### YOUR GOAL:
Count the lines in the listing below that contain the word "wooden", and reply with that number alone.

### MATERIAL SUPPLIED:
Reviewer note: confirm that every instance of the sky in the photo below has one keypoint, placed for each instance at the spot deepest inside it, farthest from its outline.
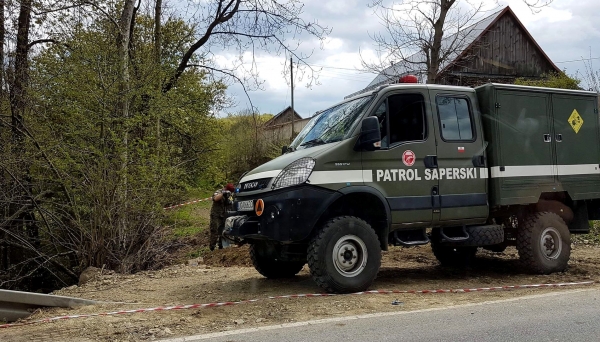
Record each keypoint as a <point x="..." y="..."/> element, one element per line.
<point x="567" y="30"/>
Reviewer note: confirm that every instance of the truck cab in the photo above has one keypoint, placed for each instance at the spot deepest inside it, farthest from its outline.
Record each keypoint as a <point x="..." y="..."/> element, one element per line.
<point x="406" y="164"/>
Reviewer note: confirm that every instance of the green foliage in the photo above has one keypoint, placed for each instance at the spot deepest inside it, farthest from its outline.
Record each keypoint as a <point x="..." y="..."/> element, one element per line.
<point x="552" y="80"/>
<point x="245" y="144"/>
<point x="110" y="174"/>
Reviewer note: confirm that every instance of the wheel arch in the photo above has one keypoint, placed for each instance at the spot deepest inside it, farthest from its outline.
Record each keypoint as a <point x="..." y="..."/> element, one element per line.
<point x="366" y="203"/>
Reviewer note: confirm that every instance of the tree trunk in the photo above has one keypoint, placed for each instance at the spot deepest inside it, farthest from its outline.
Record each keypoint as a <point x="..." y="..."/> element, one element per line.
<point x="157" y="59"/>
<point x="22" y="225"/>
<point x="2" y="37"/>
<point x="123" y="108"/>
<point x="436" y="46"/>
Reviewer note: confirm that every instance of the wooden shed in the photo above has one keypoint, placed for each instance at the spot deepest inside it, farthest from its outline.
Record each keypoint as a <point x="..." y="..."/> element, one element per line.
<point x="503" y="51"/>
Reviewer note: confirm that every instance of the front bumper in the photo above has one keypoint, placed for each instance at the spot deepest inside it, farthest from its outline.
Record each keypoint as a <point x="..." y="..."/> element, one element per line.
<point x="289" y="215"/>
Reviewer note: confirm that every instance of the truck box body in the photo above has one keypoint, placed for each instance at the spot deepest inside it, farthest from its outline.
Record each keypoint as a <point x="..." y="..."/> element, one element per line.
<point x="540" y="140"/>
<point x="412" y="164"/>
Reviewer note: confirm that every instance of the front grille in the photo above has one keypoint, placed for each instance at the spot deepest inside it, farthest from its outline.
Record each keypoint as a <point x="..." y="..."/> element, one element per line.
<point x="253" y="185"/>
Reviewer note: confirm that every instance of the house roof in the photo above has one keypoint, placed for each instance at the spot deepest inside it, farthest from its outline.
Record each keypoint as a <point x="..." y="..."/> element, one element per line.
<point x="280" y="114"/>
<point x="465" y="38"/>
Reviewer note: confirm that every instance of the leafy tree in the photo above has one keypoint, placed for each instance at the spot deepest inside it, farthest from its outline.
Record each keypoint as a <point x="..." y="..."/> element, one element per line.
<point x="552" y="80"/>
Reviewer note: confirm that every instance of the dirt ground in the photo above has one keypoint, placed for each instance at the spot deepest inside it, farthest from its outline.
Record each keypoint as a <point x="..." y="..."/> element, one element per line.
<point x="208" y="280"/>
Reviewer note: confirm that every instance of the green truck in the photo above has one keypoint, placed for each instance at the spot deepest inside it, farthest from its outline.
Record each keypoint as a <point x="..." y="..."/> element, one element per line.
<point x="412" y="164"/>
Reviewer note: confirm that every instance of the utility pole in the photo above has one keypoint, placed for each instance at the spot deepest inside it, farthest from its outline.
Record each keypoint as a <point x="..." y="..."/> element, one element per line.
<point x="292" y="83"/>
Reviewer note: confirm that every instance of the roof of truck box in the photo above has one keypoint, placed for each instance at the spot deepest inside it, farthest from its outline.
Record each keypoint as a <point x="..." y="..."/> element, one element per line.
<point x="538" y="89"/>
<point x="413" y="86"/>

==

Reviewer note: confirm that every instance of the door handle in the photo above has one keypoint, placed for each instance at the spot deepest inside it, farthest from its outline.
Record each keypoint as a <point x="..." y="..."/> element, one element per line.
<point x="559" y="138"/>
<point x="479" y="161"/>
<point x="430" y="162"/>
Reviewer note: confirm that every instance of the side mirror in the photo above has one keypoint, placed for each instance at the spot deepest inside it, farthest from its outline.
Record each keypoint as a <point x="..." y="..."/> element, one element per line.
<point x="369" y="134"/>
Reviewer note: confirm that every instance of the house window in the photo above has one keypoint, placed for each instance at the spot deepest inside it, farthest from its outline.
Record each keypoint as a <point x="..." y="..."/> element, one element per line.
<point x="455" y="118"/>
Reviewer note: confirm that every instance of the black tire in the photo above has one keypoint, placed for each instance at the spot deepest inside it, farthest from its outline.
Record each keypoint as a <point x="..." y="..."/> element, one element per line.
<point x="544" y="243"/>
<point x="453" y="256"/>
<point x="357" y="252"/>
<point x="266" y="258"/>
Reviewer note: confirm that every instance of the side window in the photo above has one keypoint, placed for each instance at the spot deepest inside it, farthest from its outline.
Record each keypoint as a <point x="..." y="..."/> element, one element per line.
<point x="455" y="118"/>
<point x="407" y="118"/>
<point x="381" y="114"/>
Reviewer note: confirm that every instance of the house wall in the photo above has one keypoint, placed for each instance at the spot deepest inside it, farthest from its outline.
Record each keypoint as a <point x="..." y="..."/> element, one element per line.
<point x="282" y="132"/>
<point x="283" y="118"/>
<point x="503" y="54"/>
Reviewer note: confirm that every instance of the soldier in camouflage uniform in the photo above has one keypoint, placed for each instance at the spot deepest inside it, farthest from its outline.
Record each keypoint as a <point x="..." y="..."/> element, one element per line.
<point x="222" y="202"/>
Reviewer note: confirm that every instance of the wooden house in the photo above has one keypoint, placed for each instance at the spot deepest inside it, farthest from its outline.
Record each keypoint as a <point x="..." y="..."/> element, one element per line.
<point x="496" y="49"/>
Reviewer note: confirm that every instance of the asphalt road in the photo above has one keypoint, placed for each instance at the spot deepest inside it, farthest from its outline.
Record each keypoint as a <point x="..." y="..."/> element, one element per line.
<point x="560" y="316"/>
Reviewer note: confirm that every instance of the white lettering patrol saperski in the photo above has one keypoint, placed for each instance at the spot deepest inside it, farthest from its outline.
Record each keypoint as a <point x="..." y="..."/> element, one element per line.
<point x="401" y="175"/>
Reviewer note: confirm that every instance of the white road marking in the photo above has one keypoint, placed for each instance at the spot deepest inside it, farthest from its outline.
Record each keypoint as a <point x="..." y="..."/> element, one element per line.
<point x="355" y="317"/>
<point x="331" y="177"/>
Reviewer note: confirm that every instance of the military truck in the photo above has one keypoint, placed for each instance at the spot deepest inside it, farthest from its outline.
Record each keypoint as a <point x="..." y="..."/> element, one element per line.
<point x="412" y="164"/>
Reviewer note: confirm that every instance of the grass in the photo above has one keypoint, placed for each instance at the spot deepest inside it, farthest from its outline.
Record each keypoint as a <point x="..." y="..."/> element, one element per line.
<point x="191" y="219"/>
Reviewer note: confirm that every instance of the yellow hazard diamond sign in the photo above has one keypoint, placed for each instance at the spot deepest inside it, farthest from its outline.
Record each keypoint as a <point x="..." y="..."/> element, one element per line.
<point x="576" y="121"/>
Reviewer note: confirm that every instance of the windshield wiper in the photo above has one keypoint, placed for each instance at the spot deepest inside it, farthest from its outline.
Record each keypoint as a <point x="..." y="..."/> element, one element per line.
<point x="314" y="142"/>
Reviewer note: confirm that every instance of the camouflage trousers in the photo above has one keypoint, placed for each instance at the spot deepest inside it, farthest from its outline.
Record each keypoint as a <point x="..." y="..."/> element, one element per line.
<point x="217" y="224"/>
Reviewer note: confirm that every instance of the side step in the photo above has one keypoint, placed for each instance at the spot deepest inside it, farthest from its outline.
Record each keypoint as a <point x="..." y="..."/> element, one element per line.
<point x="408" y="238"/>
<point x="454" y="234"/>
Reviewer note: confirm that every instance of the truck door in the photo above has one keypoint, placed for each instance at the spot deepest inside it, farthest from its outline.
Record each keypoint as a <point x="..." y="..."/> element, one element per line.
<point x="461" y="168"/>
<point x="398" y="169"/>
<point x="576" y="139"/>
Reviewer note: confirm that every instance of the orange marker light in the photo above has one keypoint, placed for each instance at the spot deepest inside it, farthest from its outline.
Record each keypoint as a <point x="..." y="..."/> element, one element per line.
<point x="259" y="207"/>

--

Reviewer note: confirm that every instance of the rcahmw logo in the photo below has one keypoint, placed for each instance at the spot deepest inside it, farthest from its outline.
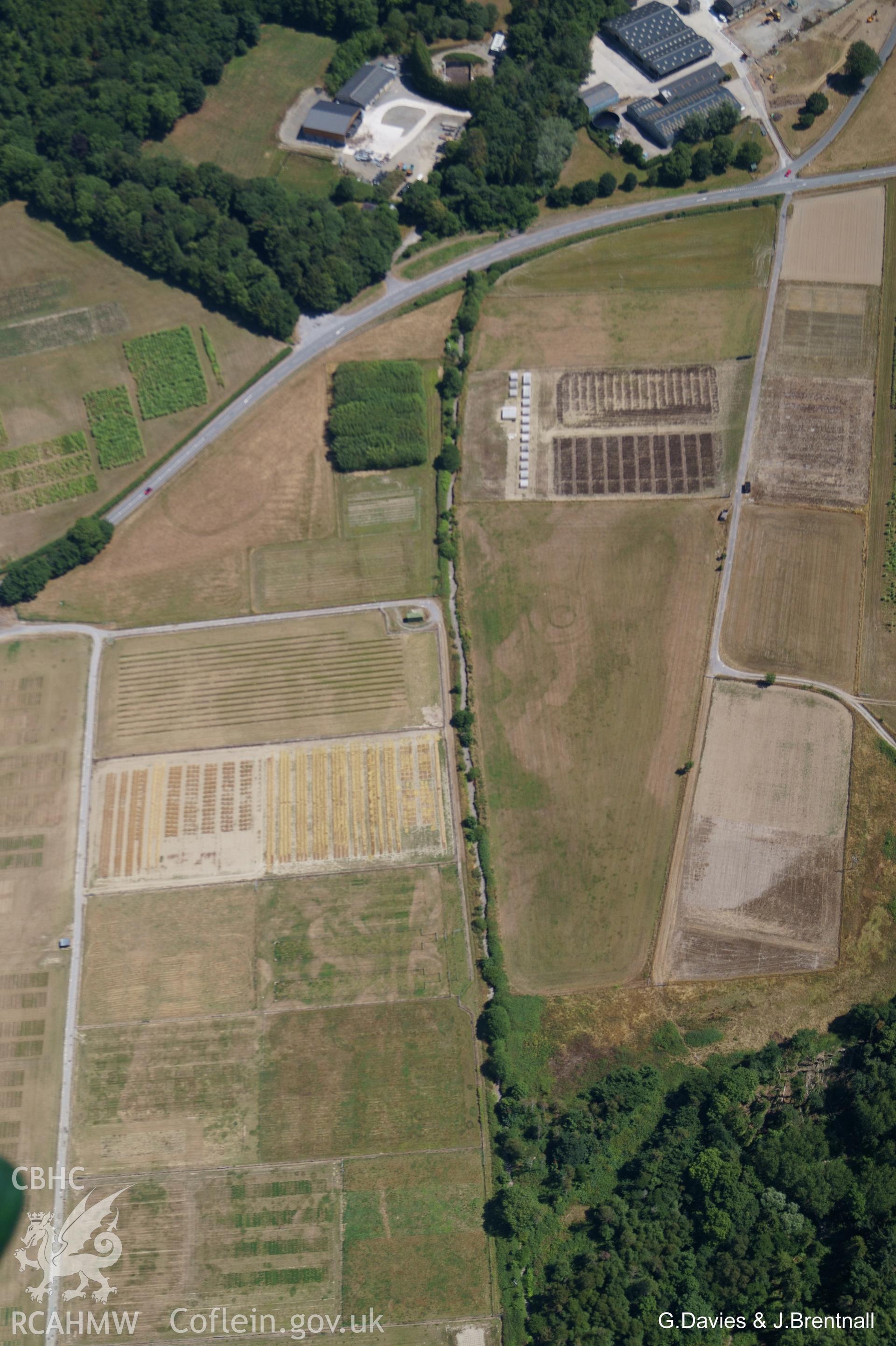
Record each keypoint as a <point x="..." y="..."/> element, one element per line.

### PROBLEM SOLUTION:
2